6.3 Model projections of future changes

Model projections are vital for predicting future changes in coastal circulation and their potential impacts. The Atlantic thermohaline circulation (THC) has been extensively studied using a range of models, from earth system models of intermediate complexity (EMICs) to fully coupled atmosphere-ocean general circulation models (AOGCMs). These models have shown that the THC is likely to weaken significantly in response to freshwater input, with associated changes in surface air temperature and shifts in the Intertropical Convergence Zone (ITCZ). The robustness of these projections across different models highlights the potential for significant changes in coastal circulation patterns due to climate change (Stouffer et al., 2006).

By examining case studies from different regions, leveraging long-term observational data, and utilizing model projections, we can gain a comprehensive understanding of the mechanisms driving coastal circulation and their responses to climate change. This knowledge is crucial for developing effective management strategies to mitigate the impacts on coastal ecosystems and communities.

7 Ecological and societal impacts

7.1 Effects on marine ecosystems

Climate change significantly impacts marine ecosystems through various mechanisms, including temperature changes, ocean acidification, and alterations in ocean circulation. These changes affect species distributions, physiology, and ecosystem functioning. For instance, temperature and wave energy are critical drivers of ecological responses, influencing the abundance and distribution of coastal benthic macrofauna (Hewitt et al., 2016). Additionally, changes in ocean chemistry, such as acidification, may be more critical than temperature changes for the performance and survival of many marine organisms. Ocean circulation changes, which affect larval transport and population dynamics, also play a crucial role in these ecosystems (Gennip et al., 2017). The interactions between climate variables and additional anthropogenic stressors, such as fishing pressure, further complicate the ecological consequences of climate change.

7.2 Implications for coastal communities

The impacts of climate change on marine ecosystems have profound implications for coastal communities that rely on these systems for their livelihoods, food security, and cultural practices. Changes in species distributions and ecosystem functioning can disrupt fisheries and aquaculture, leading to economic and social challenges. Furthermore, the alteration of ocean circulation patterns can affect the availability of marine resources, influencing the economic stability of coastal communities (Gennip et al., 2017). The synergistic effects of climate change and other anthropogenic pressures necessitate a comprehensive understanding of these dynamics to develop effective management and conservation strategies.
:::
Continue the passage on climate change and coastal circulation, picking up right after its final sentence.

Point annotations for photos:
:::
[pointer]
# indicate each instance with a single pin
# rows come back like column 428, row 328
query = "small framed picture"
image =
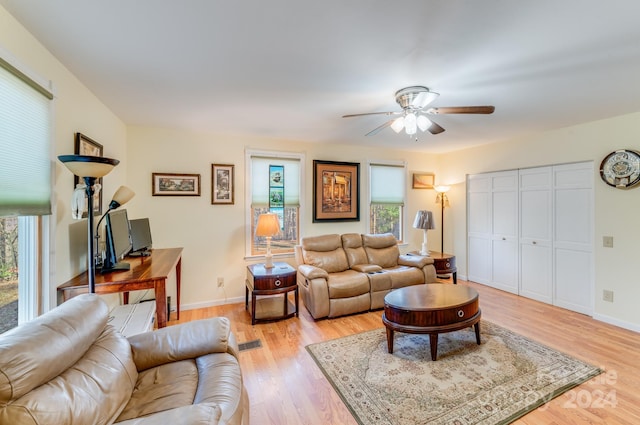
column 222, row 184
column 423, row 180
column 169, row 184
column 336, row 191
column 86, row 146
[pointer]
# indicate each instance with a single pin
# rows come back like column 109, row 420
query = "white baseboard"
column 194, row 306
column 616, row 322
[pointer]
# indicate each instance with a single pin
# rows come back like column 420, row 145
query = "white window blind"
column 260, row 181
column 25, row 160
column 387, row 184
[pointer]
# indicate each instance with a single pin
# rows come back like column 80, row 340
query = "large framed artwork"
column 222, row 184
column 170, row 184
column 336, row 191
column 87, row 146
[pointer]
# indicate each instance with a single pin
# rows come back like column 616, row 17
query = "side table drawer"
column 274, row 282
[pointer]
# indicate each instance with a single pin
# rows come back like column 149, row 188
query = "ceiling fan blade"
column 371, row 113
column 435, row 128
column 379, row 128
column 462, row 110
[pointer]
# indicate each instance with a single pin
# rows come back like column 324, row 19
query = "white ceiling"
column 290, row 69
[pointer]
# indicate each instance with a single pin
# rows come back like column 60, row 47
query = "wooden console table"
column 146, row 273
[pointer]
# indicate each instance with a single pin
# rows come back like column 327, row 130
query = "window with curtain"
column 25, row 192
column 274, row 186
column 387, row 195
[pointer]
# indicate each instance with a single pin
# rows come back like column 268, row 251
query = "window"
column 25, row 189
column 275, row 185
column 387, row 193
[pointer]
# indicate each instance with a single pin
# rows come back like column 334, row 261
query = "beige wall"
column 616, row 210
column 213, row 236
column 76, row 109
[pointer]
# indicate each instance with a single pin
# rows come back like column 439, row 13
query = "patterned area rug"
column 496, row 382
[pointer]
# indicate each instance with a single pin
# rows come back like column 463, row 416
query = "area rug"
column 496, row 382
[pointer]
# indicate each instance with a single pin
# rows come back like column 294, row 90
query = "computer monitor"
column 140, row 237
column 118, row 241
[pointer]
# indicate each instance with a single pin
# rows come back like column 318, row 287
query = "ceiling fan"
column 414, row 101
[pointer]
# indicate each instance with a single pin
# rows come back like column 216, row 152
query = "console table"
column 146, row 273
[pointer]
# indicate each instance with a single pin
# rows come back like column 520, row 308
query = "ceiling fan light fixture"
column 398, row 124
column 410, row 124
column 423, row 122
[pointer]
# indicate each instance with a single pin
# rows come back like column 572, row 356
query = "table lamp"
column 424, row 221
column 268, row 226
column 90, row 168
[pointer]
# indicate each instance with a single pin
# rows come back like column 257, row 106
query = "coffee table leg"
column 477, row 328
column 390, row 340
column 433, row 341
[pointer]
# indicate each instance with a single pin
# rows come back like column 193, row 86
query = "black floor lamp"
column 90, row 168
column 443, row 200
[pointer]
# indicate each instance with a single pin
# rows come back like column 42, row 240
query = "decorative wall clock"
column 621, row 168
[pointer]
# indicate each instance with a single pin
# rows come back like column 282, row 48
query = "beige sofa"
column 351, row 273
column 69, row 366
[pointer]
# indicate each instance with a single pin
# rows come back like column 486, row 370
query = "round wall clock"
column 621, row 168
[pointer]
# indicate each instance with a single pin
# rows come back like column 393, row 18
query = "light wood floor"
column 286, row 387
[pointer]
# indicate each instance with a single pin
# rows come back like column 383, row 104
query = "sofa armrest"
column 204, row 413
column 413, row 260
column 184, row 341
column 366, row 268
column 312, row 272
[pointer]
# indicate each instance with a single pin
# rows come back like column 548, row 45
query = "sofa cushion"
column 161, row 388
column 93, row 391
column 349, row 283
column 381, row 249
column 67, row 332
column 352, row 244
column 325, row 252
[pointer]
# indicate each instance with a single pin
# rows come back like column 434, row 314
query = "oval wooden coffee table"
column 432, row 308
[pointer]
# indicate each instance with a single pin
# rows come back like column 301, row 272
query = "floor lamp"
column 90, row 168
column 424, row 221
column 443, row 200
column 268, row 226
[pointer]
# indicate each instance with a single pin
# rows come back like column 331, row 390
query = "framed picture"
column 86, row 146
column 222, row 184
column 423, row 180
column 169, row 184
column 336, row 191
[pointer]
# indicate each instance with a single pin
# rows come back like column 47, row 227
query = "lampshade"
column 424, row 220
column 87, row 165
column 268, row 225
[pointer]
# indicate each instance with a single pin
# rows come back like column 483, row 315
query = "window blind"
column 25, row 159
column 387, row 184
column 260, row 181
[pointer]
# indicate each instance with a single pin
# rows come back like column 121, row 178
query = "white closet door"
column 536, row 214
column 504, row 237
column 479, row 228
column 573, row 237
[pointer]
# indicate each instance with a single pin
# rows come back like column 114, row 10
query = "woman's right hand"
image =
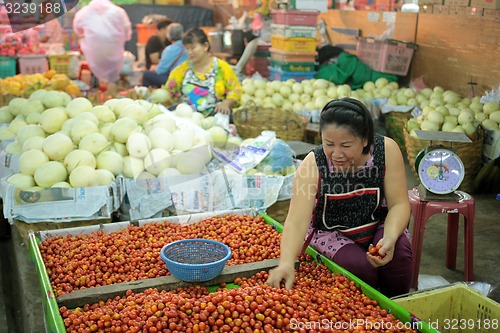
column 281, row 274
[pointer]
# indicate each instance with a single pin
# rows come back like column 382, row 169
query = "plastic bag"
column 153, row 18
column 249, row 155
column 278, row 160
column 128, row 63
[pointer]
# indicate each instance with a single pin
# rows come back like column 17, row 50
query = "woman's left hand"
column 223, row 107
column 386, row 252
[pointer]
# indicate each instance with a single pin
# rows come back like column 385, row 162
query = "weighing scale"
column 439, row 169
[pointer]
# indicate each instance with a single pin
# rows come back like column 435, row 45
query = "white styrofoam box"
column 321, row 5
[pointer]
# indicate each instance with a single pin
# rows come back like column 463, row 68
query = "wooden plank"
column 452, row 50
column 342, row 23
column 93, row 295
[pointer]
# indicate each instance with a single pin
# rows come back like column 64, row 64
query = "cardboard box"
column 426, row 8
column 321, row 5
column 490, row 4
column 440, row 9
column 457, row 10
column 473, row 11
column 491, row 12
column 455, row 303
column 464, row 3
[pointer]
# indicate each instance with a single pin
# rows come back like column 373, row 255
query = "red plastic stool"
column 423, row 210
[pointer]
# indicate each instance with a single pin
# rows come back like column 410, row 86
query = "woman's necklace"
column 203, row 67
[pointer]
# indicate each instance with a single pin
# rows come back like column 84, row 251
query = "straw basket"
column 469, row 153
column 251, row 120
column 394, row 124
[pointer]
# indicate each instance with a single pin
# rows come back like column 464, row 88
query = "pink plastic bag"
column 104, row 28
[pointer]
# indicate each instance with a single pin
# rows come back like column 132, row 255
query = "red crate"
column 7, row 67
column 32, row 63
column 144, row 31
column 259, row 65
column 389, row 56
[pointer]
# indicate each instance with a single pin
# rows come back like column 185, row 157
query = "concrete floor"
column 21, row 299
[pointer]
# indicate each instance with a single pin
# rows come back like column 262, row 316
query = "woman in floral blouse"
column 207, row 83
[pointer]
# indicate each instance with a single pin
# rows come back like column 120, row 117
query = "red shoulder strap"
column 313, row 218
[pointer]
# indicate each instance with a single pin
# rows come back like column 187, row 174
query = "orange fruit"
column 50, row 73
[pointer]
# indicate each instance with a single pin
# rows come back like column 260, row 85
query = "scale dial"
column 441, row 171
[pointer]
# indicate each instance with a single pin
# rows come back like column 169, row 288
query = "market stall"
column 97, row 184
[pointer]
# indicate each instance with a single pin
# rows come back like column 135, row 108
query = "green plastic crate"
column 53, row 319
column 7, row 67
column 293, row 66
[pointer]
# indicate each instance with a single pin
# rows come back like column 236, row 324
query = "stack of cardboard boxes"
column 293, row 44
column 488, row 8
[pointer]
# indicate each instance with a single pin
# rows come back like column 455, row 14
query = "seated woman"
column 171, row 57
column 207, row 83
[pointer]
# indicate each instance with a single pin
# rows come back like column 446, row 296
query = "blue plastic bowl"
column 195, row 260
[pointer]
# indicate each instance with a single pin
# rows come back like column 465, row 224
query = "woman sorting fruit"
column 204, row 81
column 350, row 202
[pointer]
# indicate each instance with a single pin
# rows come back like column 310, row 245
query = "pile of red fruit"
column 319, row 302
column 77, row 262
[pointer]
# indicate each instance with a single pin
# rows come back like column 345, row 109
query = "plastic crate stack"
column 70, row 38
column 259, row 62
column 293, row 44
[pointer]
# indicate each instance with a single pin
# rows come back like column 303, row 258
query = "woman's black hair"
column 195, row 35
column 163, row 24
column 351, row 114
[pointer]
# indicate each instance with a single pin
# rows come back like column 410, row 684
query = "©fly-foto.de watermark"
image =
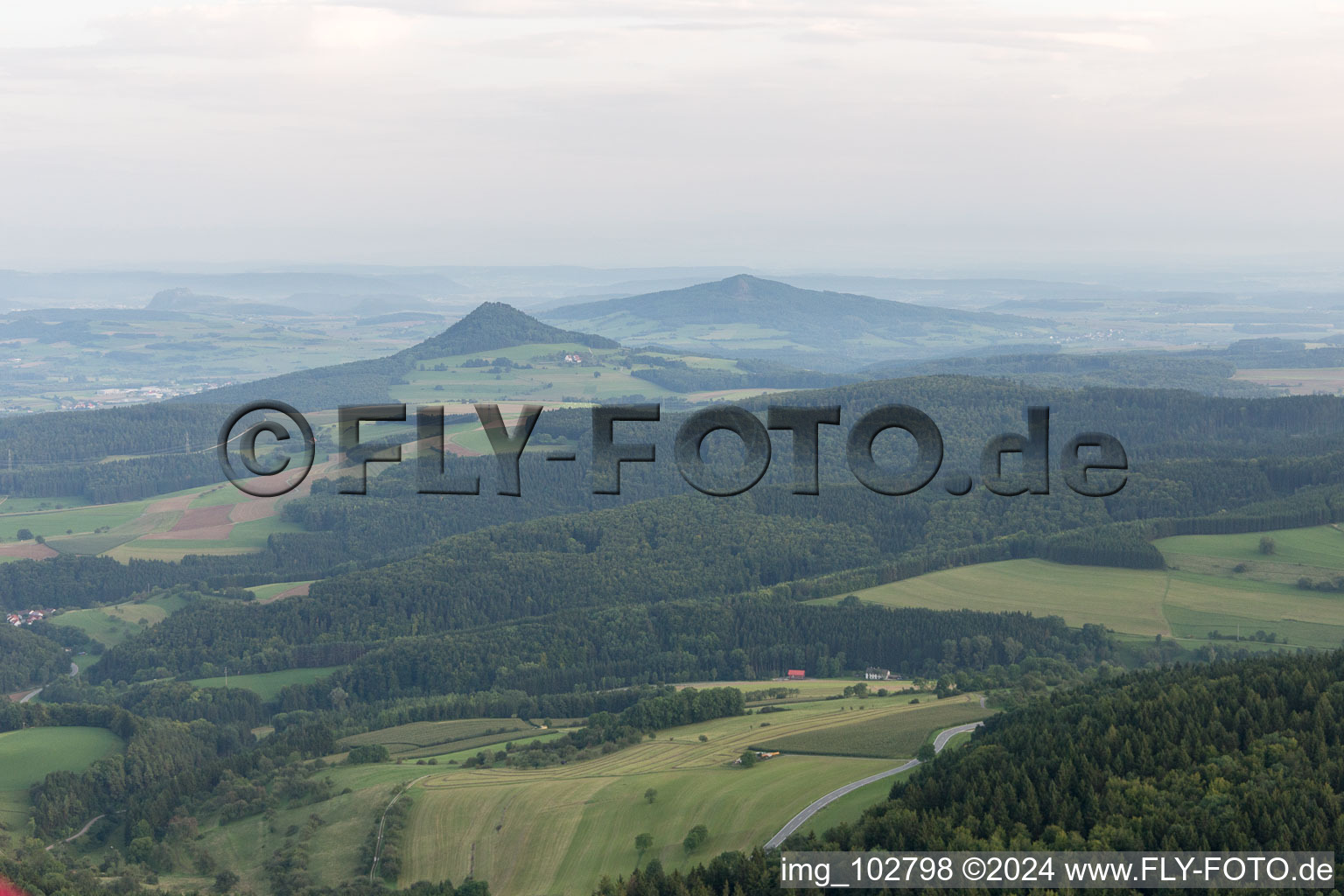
:::
• [Final result]:
7.3 Adaptation and mitigation strategies

To address the challenges posed by climate change, coastal communities and policymakers must implement adaptation and mitigation strategies. Coastal wetlands, such as seagrasses, tidal marshes, and mangroves, are recognized as effective long-term carbon sinks and play a crucial role in climate mitigation (Howard et al., 2017). Expanding climate mitigation strategies to include other components of coastal and marine systems, such as coral reefs, phytoplankton, kelp forests, and marine fauna, could enhance the effectiveness of these efforts (Howard et al., 2017). Additionally, improving predictive frameworks to manage and conserve living marine systems in the face of climate change is essential. This includes identifying key demographic transitions, predicting community-level impacts, and understanding the scales over which climate will change and living systems will respond (Stetson et al., 2006). By integrating these strategies, coastal communities can better adapt to the changing climate and mitigate its impacts on marine ecosystems and their associated economic and social systems.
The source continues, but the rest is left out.